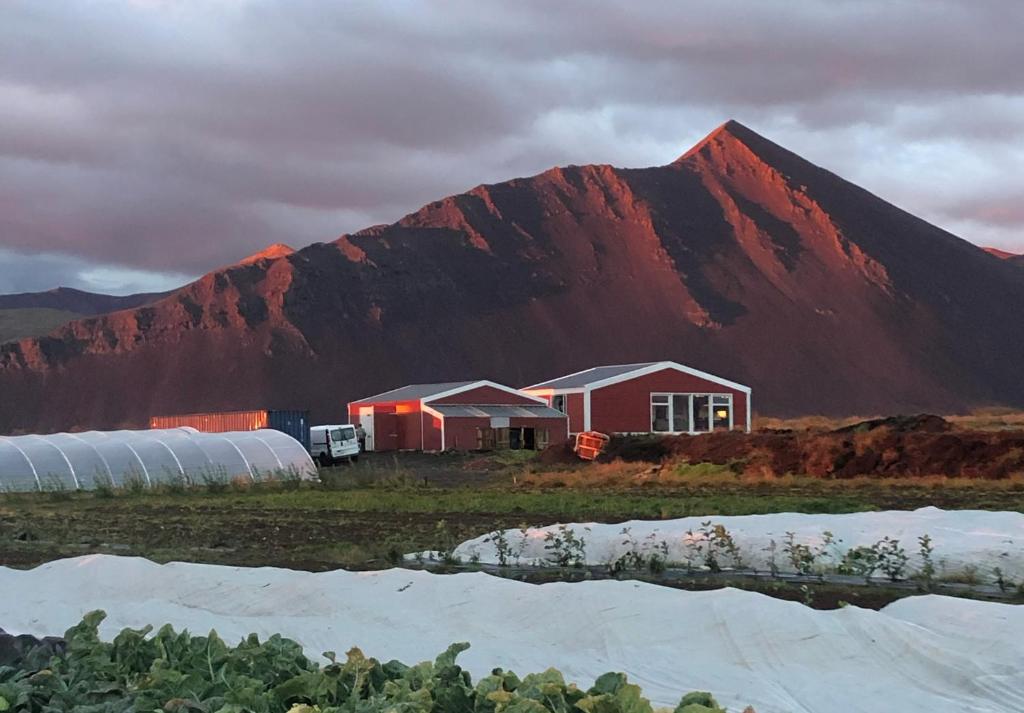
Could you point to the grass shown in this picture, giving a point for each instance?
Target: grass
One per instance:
(369, 515)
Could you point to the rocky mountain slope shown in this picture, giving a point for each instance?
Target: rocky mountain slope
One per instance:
(739, 258)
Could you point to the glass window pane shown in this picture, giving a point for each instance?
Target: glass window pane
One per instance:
(659, 418)
(701, 414)
(722, 417)
(680, 412)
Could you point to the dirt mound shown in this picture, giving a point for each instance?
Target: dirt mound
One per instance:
(926, 423)
(902, 446)
(558, 454)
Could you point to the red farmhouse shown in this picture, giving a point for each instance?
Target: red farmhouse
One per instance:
(652, 397)
(463, 415)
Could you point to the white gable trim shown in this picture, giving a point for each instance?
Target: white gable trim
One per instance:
(578, 389)
(548, 391)
(662, 366)
(478, 384)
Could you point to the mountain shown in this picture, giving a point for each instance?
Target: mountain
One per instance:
(36, 313)
(739, 258)
(1005, 255)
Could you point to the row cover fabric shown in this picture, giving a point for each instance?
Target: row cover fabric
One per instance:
(74, 461)
(934, 654)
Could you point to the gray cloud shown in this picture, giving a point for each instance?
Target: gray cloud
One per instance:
(177, 136)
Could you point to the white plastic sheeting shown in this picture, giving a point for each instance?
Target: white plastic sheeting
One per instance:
(932, 654)
(72, 461)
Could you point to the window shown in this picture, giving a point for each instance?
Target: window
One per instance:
(701, 413)
(659, 416)
(515, 438)
(690, 413)
(680, 412)
(558, 403)
(722, 418)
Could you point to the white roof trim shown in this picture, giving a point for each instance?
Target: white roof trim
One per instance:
(479, 384)
(431, 412)
(660, 366)
(549, 390)
(648, 368)
(540, 384)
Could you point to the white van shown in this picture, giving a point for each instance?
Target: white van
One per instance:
(328, 445)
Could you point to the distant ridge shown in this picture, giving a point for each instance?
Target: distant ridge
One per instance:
(739, 258)
(78, 301)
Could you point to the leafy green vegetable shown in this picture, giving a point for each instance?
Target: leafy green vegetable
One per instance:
(175, 672)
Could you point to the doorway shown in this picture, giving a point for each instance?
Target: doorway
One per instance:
(367, 421)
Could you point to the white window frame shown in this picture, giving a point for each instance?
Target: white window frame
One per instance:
(689, 401)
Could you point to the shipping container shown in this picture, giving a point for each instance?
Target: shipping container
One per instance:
(295, 423)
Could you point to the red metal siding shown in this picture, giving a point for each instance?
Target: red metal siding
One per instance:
(460, 432)
(625, 408)
(431, 432)
(484, 395)
(573, 407)
(385, 431)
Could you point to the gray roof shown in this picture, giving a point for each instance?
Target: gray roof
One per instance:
(414, 391)
(505, 411)
(583, 378)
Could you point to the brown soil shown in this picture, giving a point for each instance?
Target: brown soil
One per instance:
(922, 445)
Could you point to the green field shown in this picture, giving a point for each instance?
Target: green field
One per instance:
(367, 515)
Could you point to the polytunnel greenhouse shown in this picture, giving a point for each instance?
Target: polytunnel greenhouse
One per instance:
(72, 461)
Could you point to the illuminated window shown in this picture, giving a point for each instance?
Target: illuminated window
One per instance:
(690, 413)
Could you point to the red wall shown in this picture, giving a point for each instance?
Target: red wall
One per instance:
(573, 406)
(460, 432)
(484, 395)
(431, 432)
(393, 430)
(625, 408)
(415, 429)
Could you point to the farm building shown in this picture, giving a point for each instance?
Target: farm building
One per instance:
(650, 397)
(84, 461)
(463, 415)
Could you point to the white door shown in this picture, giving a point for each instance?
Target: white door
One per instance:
(367, 421)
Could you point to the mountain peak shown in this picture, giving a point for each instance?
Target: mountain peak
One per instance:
(1001, 254)
(730, 131)
(271, 252)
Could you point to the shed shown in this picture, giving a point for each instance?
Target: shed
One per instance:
(648, 397)
(464, 415)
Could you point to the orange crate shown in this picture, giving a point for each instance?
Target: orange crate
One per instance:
(590, 445)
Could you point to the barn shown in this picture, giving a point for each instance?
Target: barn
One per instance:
(463, 415)
(649, 397)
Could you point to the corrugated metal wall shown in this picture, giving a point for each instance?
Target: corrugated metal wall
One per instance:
(293, 422)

===

Rewrite all the rows above with every "One per instance" renamed to "Each instance" and nothing else changed. Leave out the pictures.

Could you point to the grass shown in this picture, giving a point for each instance?
Target: grass
Each instance:
(369, 515)
Could you point to the rocky mountain slope shown in this picture, giving a point for each instance?
Target: rocky mountain slope
Each instance:
(739, 258)
Could you point to the glass window pane shown in this picture, giving a point for each instance?
Target: glass window pane
Each instance:
(659, 418)
(701, 414)
(722, 417)
(680, 412)
Could you point to the dirt mound shown in this picture, giving a point for each instance?
Target: dirt mound
Each instance:
(926, 423)
(902, 446)
(558, 454)
Could you point to the red farmhouse shown in this picture, giving a point for each instance?
Target: red farmhouse
Each instance:
(652, 397)
(463, 415)
Could you point to the white gable trim shown in this picture, giving a point for each instance?
Target: white gable trim
Each instance:
(578, 389)
(548, 391)
(662, 366)
(478, 384)
Could you point to the mountain shown in this picture, giving a point for each instance?
Target: mountain
Each instance:
(36, 313)
(739, 258)
(1005, 255)
Could you point to the row cover fabric shown in this picture, giving a point for each instance?
Target: row cover fabric
Each instance:
(74, 461)
(934, 654)
Could you point to the gray cloud shown in this picture, giving a point for each instance?
Target: gray cloud
Each instance:
(177, 136)
Could you point to the white plastic sheeting shown in this picture, giving a point for each instance?
Target: white plastic sheeting
Each instance:
(932, 654)
(72, 461)
Could you point to the window shown in this picture, giving a point for each instance?
Target: window
Each instance:
(701, 413)
(659, 416)
(515, 438)
(690, 413)
(680, 412)
(558, 403)
(722, 418)
Could you point to the white roof trim shown in this picture, giving a point for each instance?
Target: white roof trim
Each instance:
(479, 384)
(431, 412)
(660, 366)
(549, 390)
(648, 368)
(540, 384)
Could you point to the white van shown in this picture, giving a point for each instance?
Target: white van
Each instance:
(328, 445)
Could you point to the distant ridge shown in this picture, giving a point for each instance?
Target: distant ridge
Each instance:
(739, 258)
(78, 301)
Could you point to the leafy green vegetable shown in this picture, giving a point for each instance?
Target: leafy green vegetable
Each instance:
(175, 672)
Could you point to the doorway shown in this picture, giving a point for each instance?
Target: doorway
Each instance:
(367, 421)
Could you point to the white window frame shown in this picture, giving a point for each instance?
Target: white window frame
Each instance:
(689, 401)
Could you point to the shipping container shown in this picture, giving a point for each instance?
Target: shipping container
Each instance:
(295, 423)
Could you point to the red metal siding shown in this picture, giving a point for each instance?
Target: red metal siding
Each instance:
(460, 432)
(625, 408)
(431, 432)
(484, 395)
(573, 407)
(385, 431)
Could you point to the gray roof shown in this picture, giving a point for each instance?
Target: gray roof
Each instance:
(414, 391)
(505, 411)
(583, 378)
Could you point to the brown soil shown in this picture, giving a point for each instance?
Target: brown soil
Each instance:
(922, 445)
Could you point to the green field shown in this picture, giving a point for each instance?
Target: green field
Each instance:
(367, 515)
Could you point to the polytunnel greenhouse shown in this picture, giving a point for each instance?
Target: polytunnel greenhouse
Each instance:
(72, 461)
Could you point to the illuminated window shown in this picture, giving a point for each instance?
Target: illuminated window
Each instance:
(690, 413)
Could you point to the red wall shown in this picture, giving a point for each instance?
Target: red wall
Each instance:
(573, 406)
(460, 432)
(484, 395)
(431, 432)
(393, 430)
(625, 408)
(415, 429)
Could you point to the farm building shown in this picture, giving a point for each instance?
Target: farm building
Each instance:
(650, 397)
(84, 461)
(463, 415)
Could you point to the white door shown in this picture, giving a point for each instance?
Target: white door
Each instance:
(367, 421)
Could you point to the mountain peak shown in this picture, giving a point for each instance?
Target: mountain peak
Each instance:
(1001, 254)
(730, 131)
(271, 252)
Could you point to the shed shown in this picture, giving a point for each instance?
Target: shed
Each instance:
(648, 397)
(464, 415)
Could you point to the orange crate shown in this picture, giving a point for each instance?
Target: orange crate
Each instance:
(590, 445)
Could you point to the barn shown in this picture, giving a point for each instance?
Target: barn
Each instance:
(463, 415)
(649, 397)
Could you point to the corrugated metal wall shown in this picture, giving a point for each instance?
Target: corrugated metal wall
Each instance:
(293, 422)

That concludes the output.